[Opening Text section]

There has been aruably a more serious blow to the pure Darwinian evolution (this is all epigenetics, after all): non-random occurrence of useful mutations in populations exposed to particular diseases.
I don’t really see that as anti-Darwinian. Those genes successfully attach themselves to a new organism and provide advantages such that they are selected for in the population.
The selection is classical, but the mutations are supposed to be random, not skewed towards more useful genetic variants. One can speculate that a purely random (and otherwise neutral, say) prior mutation led to this directionality, but the actual resulting mechanism is AFAIK still unknown.
I don't think Darwin himself said anything about the randomness of the mutations, and of course was not aware of DNA and how things were encoded. I guess followers of Darwin may have said all sorts of things but the paper doesn't seem to contradict Darwinian evolution as described by Darwin.

[Closing Text section]

What to work on:
a) Translate this sentence from the discussion of Darwinian evolution into Spanish: "The selection is classical, but the mutations are supposed to be random, not skewed towards more useful genetic variants."
b) According to the last comment in the discussion of Darwinian evolution, what was Darwin not aware of?
c) Rewrite the paragraph of the discussion of Darwinian evolution that begins "The selection is classical" more briefly, keeping its main facts.

[Opening Information shown section]

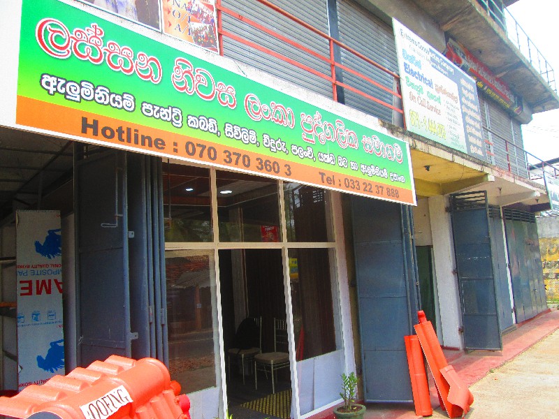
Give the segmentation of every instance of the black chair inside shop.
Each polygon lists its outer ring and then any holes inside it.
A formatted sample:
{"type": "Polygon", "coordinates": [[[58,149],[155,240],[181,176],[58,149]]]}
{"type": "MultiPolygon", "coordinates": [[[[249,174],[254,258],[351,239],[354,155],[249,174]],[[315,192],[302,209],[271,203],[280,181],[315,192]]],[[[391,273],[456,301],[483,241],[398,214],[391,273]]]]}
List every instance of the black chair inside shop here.
{"type": "Polygon", "coordinates": [[[258,372],[268,372],[272,376],[272,393],[275,393],[274,373],[278,369],[289,367],[289,343],[287,339],[287,322],[274,318],[274,351],[254,355],[254,388],[258,390],[258,372]],[[285,352],[278,351],[278,346],[285,352]]]}
{"type": "Polygon", "coordinates": [[[254,356],[261,351],[262,318],[247,317],[240,322],[235,334],[233,346],[233,347],[227,351],[228,376],[231,375],[231,361],[234,361],[240,365],[242,383],[245,384],[245,365],[252,368],[254,356]]]}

[Closing Information shown section]

Responses per task:
a) La selección es clásica, pero se supone que las mutaciones son aleatorias, no sesgadas hacia variantes genéticas más útiles.

b) He was not aware of DNA and how things were encoded.

c) Selection works in the classical way, but mutations are meant to be random rather than biased toward useful variants. An earlier random, neutral mutation might explain the directionality, but the actual mechanism is still unknown as far as the writer knows.